▶ [WRITTEN EXERCISE 1]: Show every line of the records that contains the word "rope".

UPDATED 2:50 p.m. PDT
READ THE COMPLETE RULING (PDF)
U.S. District Judge Vaughn R. Walker has overturned the voter-approved statewide ban on same-sex marriage. But it is unlikely to be the last word. Just minutes after the ruling, a stay was issued that halted gay marriages and disappointed crowds of gay activists gathered at San Francisco City Hall.
Walker ruled that Proposition 8 of 2008, the voter initiative that stopped gay marriage months after it began, violated the 14th Amendment to the Constitution. He wrote that Proposition 8 “disadvantages gays and lesbians without any rational justification.”
“A private moral view that same-sex couples are inferior to opposite-sex couples is not a proper basis for legislation,” he wrote.
Not long after the ruling, a few hundred people headed from outside the Philip Burton federal courthouse to City Hall a block away, where advocates for gay marriage were hoping to see a resumption of same-sex marriages. They were singing, “Going to the chapel and we’re gonna get married.”
KALW News reported that the San Francisco assessor’s office would not be issuing same-sex marriage licenses Tuesday. The San Jose Mercury News reported Wednesday that they had filed a motion to stay the ruling pending an appeal.
Nonetheless, a crowd gathered at the top of the stairs in City Hall. No proponents of Proposition 8 could be seen.
It’s long been expected that whichever side lost this ruling would appeal to the U.S. Supreme Court. And any Supreme Court decision on the marriage ban, approved in 2008 as Proposition 8 could still be years away, said Ted Olson, one of two lead attorneys opposing the ban, following closing arguments in the case.
The arguments back and forth within the courtroom took on very different issues from the ones that voters wrestled with in 2008. Indeed, David Fleischer, a gay rights activist with the Lesbian, Gay, Bisexual and Transgender Mentoring Project in Los Angeles, said in a recently released report that many voters were misled by anti-gay-marriage television ads.
Prior to closing arguments, each side responded to questions from Walker. Olson and colleague David Boies framed the case as a civil rights issue, one in which the voters of California and the state had taken away a constitutionally protected right of same-sex couples to marry.

▶ [WRITTEN EXERCISE 2]: Decide whether each statement agrees with the article on the Proposition 8 ruling, answering yes or no and quoting the words from the article that settle it: (a) Walker ruled that Proposition 8 violated the 14th Amendment. (b) Supporters of Proposition 8 were seen among the crowd at City Hall. (c) The San Francisco assessor's office handed out same-sex marriage licenses on Tuesday.

▶ [SUPPLIED DATA]:
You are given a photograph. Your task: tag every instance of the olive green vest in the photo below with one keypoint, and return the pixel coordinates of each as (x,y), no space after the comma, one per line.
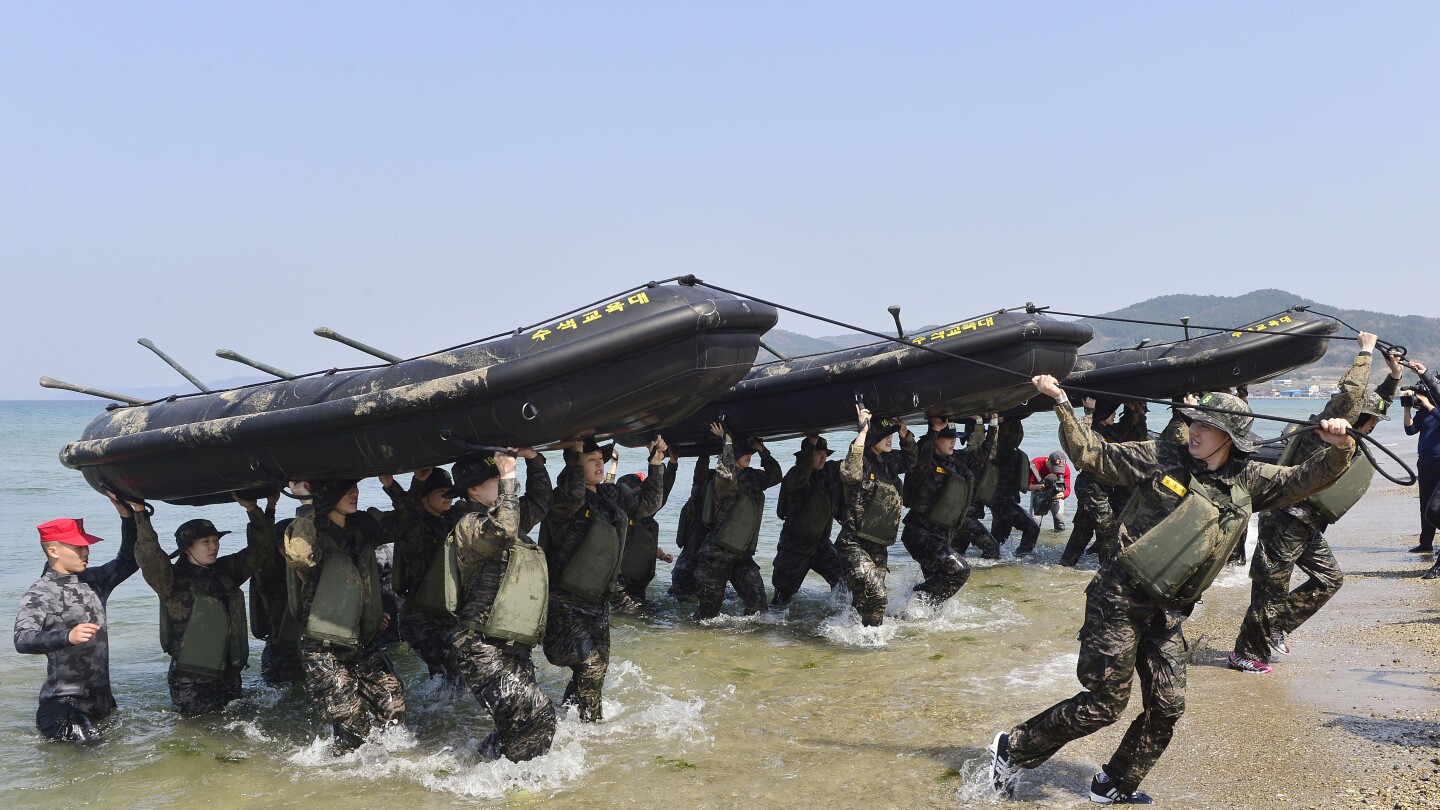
(592,570)
(213,636)
(1337,499)
(880,525)
(952,502)
(740,531)
(340,611)
(438,593)
(523,597)
(1181,555)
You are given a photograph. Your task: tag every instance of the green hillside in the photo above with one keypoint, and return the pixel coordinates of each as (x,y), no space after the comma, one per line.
(1420,335)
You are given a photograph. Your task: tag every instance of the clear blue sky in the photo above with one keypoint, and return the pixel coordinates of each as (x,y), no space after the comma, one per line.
(236,175)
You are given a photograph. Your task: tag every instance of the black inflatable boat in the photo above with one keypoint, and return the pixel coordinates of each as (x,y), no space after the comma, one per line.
(820,392)
(628,365)
(1252,353)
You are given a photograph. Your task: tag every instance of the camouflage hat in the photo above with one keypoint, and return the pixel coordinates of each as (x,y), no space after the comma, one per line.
(192,531)
(1234,425)
(1374,405)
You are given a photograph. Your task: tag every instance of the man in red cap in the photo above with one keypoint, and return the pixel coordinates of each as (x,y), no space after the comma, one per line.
(62,617)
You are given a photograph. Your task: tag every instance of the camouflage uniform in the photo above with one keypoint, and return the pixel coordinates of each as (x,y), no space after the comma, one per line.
(1125,632)
(945,570)
(1295,538)
(349,686)
(805,544)
(271,619)
(177,582)
(641,545)
(500,673)
(867,561)
(1005,512)
(578,632)
(719,565)
(690,532)
(75,693)
(1096,500)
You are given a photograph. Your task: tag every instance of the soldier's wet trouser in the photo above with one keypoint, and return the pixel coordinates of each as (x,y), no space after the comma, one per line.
(428,636)
(866,568)
(280,662)
(578,636)
(795,558)
(1010,515)
(945,570)
(1285,544)
(716,568)
(61,721)
(974,532)
(195,695)
(503,679)
(683,574)
(1123,636)
(1095,515)
(352,689)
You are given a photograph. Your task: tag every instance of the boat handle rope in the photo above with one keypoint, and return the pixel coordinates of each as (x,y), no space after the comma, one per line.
(1360,438)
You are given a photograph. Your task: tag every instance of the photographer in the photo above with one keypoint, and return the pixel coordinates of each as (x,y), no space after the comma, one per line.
(1422,418)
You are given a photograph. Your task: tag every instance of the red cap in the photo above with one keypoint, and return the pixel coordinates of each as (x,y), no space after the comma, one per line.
(69,531)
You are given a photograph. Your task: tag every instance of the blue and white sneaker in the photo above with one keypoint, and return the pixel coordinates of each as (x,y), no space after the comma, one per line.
(1103,791)
(1004,774)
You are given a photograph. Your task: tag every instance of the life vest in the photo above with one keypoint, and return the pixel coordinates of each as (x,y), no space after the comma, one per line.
(638,559)
(596,561)
(1344,493)
(340,611)
(215,636)
(1181,555)
(523,597)
(740,532)
(879,525)
(952,502)
(438,591)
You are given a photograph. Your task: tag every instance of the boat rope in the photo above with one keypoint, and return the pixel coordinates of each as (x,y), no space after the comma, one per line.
(1303,424)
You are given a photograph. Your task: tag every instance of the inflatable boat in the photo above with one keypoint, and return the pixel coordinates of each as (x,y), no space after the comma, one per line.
(634,363)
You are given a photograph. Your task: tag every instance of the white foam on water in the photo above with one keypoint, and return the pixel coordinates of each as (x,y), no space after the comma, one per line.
(846,629)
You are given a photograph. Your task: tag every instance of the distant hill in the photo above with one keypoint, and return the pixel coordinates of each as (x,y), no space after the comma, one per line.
(1420,335)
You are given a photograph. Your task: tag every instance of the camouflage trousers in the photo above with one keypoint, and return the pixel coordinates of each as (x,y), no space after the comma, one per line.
(350,689)
(945,570)
(503,679)
(795,558)
(1010,515)
(972,532)
(428,636)
(1095,518)
(1123,634)
(195,695)
(683,574)
(866,568)
(59,719)
(280,662)
(719,567)
(578,636)
(1286,544)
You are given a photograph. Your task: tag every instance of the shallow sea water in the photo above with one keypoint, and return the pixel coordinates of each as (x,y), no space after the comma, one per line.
(797,708)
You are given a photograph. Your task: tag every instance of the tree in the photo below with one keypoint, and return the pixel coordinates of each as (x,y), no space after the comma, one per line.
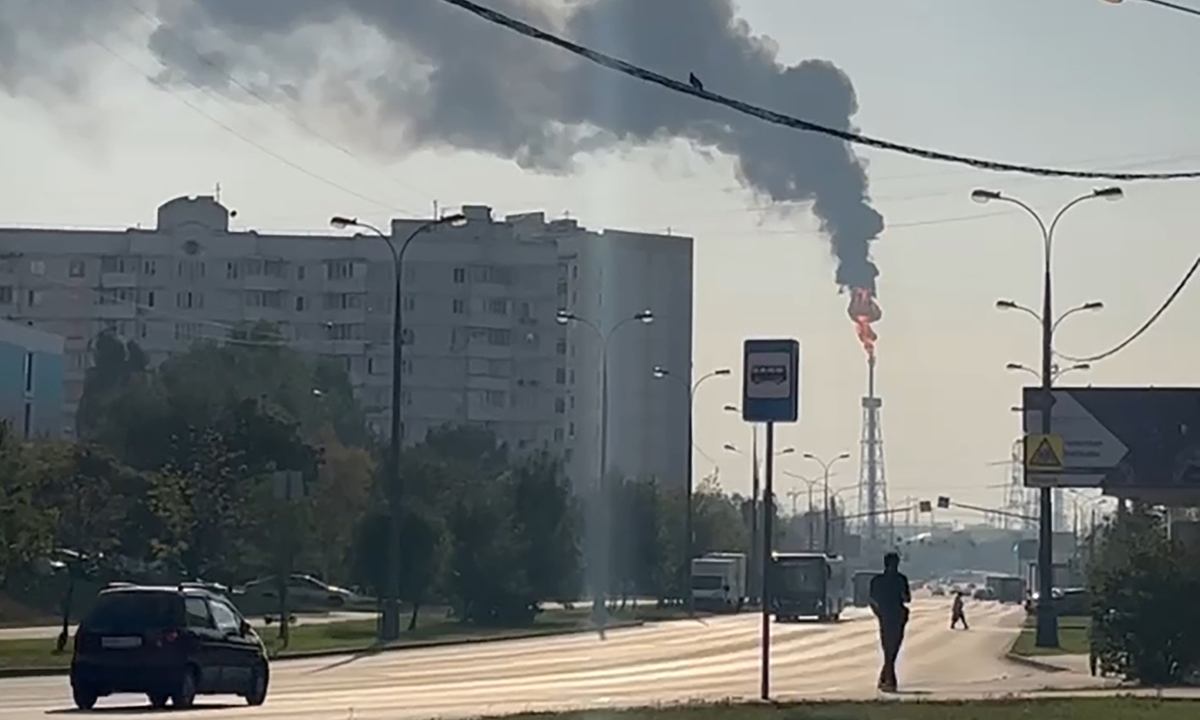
(1145,619)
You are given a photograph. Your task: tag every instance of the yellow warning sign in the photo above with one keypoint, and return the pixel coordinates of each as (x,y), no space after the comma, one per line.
(1043,453)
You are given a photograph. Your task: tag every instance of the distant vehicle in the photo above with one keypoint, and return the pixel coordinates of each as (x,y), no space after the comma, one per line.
(719,581)
(808,585)
(1006,588)
(305,594)
(862,585)
(171,643)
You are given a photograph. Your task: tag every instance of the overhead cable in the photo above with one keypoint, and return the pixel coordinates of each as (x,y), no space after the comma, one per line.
(796,123)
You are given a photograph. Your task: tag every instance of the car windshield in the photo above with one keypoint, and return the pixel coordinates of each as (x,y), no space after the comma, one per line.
(801,577)
(132,612)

▶ [EXERCISE RESULT 1]:
You are given a photograph. Your task: tag every instance of the boat handle rope in the photo above with one keypoint, and return the pixel coordinates of each as (x,y), no space after the comma, one per line.
You are given a photograph. Your task: tag every instance of the boat rope in the photo above with one keypoint, and return the pixel coordinates of each as (x,y), no space after the comma, one per line.

▶ [EXERCISE RESULT 2]:
(a) Yes: "violated the 14th Amendment to the Constitution."
(b) No: "No proponents of Proposition 8 could be seen."
(c) No: "would not be issuing same-sex marriage licenses Tuesday."